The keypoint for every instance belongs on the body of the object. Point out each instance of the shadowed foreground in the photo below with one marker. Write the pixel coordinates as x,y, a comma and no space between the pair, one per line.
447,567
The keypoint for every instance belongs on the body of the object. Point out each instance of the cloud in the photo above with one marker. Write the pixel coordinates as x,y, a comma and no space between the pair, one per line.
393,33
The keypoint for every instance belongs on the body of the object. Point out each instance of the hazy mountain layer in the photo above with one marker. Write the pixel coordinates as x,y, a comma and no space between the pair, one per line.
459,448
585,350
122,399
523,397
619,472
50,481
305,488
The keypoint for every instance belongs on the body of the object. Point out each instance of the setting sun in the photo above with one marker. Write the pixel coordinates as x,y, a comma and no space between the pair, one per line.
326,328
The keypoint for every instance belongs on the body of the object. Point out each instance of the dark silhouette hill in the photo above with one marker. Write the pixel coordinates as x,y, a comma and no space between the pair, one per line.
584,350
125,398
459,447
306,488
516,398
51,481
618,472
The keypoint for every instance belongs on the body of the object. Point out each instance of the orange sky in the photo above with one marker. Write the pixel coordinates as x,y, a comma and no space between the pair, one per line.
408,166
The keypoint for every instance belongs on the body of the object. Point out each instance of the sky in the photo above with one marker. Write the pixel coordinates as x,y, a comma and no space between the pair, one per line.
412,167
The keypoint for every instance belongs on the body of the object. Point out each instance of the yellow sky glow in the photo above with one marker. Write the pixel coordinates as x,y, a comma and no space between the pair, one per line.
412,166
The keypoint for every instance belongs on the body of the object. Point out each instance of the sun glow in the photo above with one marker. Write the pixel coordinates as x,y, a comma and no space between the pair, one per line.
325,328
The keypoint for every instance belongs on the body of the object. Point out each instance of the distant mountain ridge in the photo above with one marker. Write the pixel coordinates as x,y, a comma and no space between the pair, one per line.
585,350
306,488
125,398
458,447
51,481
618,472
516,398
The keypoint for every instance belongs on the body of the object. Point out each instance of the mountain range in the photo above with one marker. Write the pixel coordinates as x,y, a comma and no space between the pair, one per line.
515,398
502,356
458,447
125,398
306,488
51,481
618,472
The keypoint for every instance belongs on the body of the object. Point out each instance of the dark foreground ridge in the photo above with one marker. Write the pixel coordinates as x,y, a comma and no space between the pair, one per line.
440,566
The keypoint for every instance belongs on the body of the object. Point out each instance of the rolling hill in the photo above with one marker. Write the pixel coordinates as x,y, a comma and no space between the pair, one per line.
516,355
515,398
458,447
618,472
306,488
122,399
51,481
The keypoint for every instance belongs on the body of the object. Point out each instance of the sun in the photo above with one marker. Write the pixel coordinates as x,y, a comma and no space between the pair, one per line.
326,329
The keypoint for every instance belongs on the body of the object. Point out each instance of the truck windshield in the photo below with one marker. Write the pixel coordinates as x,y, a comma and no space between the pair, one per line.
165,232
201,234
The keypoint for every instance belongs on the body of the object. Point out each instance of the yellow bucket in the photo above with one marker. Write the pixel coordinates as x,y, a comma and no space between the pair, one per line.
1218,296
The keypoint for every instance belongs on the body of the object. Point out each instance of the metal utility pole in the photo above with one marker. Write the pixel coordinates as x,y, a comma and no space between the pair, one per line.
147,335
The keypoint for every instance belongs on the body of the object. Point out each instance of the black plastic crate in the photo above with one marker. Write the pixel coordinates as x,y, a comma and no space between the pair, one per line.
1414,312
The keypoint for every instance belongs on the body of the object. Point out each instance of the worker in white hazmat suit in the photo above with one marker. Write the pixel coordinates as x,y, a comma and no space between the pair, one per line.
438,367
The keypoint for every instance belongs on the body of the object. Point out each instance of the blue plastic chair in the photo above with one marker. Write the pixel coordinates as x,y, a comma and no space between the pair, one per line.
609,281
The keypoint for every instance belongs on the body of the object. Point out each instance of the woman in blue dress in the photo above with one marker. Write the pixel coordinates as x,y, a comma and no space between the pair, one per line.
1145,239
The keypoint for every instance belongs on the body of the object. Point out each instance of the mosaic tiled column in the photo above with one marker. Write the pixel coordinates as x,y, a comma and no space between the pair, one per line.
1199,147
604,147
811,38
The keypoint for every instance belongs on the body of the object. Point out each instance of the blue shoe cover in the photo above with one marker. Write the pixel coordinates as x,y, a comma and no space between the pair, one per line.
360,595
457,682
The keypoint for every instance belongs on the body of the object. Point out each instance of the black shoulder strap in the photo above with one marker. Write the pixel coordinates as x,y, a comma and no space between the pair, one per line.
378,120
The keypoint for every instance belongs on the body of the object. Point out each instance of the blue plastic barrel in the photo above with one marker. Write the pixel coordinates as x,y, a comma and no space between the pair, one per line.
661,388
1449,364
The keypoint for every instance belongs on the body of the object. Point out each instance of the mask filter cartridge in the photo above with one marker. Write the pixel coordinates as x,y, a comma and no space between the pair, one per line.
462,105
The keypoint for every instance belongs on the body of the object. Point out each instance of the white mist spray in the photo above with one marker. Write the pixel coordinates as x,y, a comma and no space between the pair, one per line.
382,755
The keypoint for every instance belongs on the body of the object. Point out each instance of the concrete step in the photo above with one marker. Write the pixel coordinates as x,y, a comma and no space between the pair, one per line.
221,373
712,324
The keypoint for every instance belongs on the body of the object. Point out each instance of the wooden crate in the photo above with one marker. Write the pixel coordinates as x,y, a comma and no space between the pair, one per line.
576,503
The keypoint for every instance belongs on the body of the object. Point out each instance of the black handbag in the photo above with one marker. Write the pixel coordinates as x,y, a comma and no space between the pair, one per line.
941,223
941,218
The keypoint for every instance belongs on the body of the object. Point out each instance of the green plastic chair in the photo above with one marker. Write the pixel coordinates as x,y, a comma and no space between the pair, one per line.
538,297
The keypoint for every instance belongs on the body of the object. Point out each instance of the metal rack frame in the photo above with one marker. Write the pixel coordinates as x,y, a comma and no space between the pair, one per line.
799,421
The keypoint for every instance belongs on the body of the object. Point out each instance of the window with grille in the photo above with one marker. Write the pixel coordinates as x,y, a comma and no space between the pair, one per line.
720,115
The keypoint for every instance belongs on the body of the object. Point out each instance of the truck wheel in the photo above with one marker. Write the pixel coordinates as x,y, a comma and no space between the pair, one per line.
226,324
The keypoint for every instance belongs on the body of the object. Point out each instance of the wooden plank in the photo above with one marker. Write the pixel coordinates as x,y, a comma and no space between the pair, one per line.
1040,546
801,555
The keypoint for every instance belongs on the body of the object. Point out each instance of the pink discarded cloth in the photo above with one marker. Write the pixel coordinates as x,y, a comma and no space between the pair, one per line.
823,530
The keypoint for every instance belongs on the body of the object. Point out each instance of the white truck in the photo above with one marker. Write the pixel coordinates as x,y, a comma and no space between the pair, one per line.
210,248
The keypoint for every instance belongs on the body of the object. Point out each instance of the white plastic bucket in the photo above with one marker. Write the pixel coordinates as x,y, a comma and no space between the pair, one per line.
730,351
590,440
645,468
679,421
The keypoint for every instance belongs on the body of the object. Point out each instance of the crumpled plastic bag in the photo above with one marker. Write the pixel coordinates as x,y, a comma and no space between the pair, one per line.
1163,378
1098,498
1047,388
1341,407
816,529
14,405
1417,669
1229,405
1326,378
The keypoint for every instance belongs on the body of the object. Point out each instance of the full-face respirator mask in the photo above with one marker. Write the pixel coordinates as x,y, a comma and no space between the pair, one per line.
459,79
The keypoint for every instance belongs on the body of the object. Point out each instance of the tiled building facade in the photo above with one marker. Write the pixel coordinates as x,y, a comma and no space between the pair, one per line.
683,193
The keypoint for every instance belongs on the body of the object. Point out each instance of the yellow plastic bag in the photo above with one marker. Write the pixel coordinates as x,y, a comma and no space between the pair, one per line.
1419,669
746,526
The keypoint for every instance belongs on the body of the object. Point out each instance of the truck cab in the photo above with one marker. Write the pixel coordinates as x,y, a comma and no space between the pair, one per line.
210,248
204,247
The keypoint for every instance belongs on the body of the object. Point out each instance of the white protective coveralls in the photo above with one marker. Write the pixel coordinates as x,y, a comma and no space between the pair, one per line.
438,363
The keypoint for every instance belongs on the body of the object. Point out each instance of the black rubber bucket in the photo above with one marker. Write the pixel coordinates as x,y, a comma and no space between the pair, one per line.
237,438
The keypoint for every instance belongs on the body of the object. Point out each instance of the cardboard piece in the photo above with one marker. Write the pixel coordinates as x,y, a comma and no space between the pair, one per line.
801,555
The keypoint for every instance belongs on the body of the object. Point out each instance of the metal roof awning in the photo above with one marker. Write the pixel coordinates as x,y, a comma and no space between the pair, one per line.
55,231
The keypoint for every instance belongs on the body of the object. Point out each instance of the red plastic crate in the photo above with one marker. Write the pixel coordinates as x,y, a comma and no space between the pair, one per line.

▶ [WORK REQUIRED]: Swap "marker" for "dot" in the material from the line containing "of the cardboard" through the end of the material, and write out those lines with nothing else changed.

▶ [RESPONSE]:
The keypoint for every instance belongs on the body of the object. Point out each instance of the cardboard piece in the photo above with one dot. Write the pixel coordinates as x,y, a comma and no space between the pair, one per line.
801,555
The keypoint for every instance belongs on the body of the object. Point out each instance of the metal roof awning in the photo above with one dot. Write the pixel coordinates as x,y, a comma and no space between the pair, one per line.
55,231
The keypoint for every instance belongs on the body of the object. Point out each instance of the red plastic crate in the photo above with one dot. Write the pixel coordinates as x,y, a comma and no space between the pair, one per line.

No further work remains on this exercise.